Recast every line from the first one down to and including the line that contains "[[[83,78],[77,80],[77,93],[81,99],[89,99],[92,94],[93,84]]]" as a JSON list of strings, one string per line, skipping blank lines.
==============================
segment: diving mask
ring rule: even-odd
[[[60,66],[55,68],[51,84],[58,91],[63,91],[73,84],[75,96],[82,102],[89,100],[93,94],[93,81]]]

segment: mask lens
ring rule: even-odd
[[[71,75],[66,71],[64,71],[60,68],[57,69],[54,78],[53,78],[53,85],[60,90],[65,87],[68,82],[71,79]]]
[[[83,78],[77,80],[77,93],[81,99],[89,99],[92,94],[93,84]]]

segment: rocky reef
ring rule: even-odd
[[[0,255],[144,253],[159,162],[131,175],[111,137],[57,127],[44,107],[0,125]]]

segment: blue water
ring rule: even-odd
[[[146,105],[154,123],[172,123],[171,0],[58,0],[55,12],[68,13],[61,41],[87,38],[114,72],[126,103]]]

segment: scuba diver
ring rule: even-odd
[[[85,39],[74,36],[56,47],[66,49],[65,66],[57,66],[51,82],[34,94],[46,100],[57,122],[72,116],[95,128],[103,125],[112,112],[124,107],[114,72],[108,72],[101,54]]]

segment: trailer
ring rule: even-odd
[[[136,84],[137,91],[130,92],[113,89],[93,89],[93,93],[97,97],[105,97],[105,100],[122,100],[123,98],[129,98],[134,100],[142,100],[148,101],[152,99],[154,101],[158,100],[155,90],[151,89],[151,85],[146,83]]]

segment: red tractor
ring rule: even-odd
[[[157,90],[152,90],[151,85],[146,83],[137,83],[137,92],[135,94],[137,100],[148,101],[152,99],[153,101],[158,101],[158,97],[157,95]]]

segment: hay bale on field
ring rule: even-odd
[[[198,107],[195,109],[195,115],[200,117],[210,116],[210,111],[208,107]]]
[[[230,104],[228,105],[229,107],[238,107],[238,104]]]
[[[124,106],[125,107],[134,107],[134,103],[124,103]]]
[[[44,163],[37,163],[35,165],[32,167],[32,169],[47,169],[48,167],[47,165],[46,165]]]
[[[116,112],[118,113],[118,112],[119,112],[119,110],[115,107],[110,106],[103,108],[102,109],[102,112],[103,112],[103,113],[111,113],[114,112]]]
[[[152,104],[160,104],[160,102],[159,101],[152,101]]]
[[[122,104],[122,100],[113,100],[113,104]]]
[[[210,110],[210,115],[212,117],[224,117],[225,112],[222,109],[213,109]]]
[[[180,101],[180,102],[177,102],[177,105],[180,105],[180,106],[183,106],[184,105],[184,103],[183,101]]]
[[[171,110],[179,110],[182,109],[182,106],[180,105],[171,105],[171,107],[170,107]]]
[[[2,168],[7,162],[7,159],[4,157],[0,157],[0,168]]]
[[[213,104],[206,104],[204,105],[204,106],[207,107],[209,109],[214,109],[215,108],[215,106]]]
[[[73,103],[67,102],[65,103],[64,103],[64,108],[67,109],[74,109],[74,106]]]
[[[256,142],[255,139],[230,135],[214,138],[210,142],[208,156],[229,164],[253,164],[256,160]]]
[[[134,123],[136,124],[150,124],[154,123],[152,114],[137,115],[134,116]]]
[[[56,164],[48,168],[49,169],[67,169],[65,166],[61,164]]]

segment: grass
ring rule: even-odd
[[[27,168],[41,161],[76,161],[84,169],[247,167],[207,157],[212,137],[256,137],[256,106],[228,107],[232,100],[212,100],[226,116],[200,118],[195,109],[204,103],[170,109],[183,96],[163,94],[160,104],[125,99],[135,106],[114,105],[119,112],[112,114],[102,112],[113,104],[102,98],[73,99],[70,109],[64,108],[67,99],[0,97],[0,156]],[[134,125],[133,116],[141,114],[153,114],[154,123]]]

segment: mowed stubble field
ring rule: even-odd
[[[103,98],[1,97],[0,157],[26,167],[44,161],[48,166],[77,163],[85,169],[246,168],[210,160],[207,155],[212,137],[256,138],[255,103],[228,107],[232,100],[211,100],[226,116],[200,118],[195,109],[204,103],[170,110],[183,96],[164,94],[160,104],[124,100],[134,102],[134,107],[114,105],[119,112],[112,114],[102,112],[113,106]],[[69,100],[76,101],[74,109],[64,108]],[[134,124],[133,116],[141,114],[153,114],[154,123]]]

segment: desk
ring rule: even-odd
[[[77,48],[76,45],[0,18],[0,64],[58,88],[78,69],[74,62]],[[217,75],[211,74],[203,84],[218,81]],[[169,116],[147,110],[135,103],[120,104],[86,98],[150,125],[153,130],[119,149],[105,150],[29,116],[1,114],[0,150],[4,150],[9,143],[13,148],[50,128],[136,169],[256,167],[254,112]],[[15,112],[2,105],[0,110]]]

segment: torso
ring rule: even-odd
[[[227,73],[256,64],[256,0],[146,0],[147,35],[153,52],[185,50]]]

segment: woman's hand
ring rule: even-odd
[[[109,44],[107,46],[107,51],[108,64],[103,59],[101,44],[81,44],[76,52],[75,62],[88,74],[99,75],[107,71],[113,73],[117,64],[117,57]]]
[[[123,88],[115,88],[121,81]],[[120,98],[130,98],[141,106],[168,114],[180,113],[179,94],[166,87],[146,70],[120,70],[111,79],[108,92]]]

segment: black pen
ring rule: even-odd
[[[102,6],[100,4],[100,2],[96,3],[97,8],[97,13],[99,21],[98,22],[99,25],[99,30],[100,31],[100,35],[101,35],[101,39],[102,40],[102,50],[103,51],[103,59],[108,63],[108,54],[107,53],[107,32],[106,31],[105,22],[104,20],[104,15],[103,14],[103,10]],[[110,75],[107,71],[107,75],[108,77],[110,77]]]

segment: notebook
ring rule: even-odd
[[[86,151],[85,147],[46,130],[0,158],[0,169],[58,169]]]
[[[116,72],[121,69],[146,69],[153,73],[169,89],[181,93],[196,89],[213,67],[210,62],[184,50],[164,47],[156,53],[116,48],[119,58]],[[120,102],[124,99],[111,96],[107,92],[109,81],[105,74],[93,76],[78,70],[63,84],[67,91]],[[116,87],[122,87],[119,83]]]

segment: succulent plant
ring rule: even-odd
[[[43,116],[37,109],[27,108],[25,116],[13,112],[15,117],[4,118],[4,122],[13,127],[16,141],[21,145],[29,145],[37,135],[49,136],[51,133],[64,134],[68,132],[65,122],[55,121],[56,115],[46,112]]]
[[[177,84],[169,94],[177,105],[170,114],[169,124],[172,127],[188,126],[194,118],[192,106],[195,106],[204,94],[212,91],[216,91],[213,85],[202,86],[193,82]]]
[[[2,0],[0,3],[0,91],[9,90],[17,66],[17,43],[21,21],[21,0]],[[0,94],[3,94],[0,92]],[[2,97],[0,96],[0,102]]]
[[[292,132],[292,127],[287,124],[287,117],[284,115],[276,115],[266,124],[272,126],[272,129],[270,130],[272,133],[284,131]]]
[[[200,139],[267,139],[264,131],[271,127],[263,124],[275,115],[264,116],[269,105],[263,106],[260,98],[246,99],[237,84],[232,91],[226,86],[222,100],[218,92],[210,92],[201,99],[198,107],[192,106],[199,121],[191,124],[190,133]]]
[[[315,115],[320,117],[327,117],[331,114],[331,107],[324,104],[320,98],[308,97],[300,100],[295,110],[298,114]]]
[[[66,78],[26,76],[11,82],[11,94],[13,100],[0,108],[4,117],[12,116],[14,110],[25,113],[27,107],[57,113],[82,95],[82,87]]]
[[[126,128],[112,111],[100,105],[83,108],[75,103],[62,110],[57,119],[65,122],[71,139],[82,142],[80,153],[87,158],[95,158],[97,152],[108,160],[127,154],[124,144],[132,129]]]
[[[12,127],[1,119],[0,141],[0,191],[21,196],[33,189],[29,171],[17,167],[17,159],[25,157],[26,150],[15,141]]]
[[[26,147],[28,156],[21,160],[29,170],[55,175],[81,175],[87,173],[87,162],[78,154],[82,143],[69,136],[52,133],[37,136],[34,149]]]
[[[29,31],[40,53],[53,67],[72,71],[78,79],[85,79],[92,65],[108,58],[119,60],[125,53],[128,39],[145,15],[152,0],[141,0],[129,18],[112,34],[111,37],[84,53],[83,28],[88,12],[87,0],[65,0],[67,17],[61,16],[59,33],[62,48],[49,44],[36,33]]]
==============================
*EXPECTED ANSWER:*
[
  "segment: diving mask",
  "ring rule: even-odd",
  "[[[60,66],[55,68],[51,84],[58,91],[63,91],[73,84],[75,96],[82,102],[89,100],[93,94],[93,81]]]",
  "segment: mask lens",
  "ring rule: even-odd",
  "[[[71,75],[66,71],[64,71],[60,68],[57,69],[54,78],[53,78],[53,85],[60,90],[65,87],[68,82],[71,79]]]",
  "[[[83,78],[77,80],[77,93],[81,99],[89,99],[92,94],[93,84]]]"
]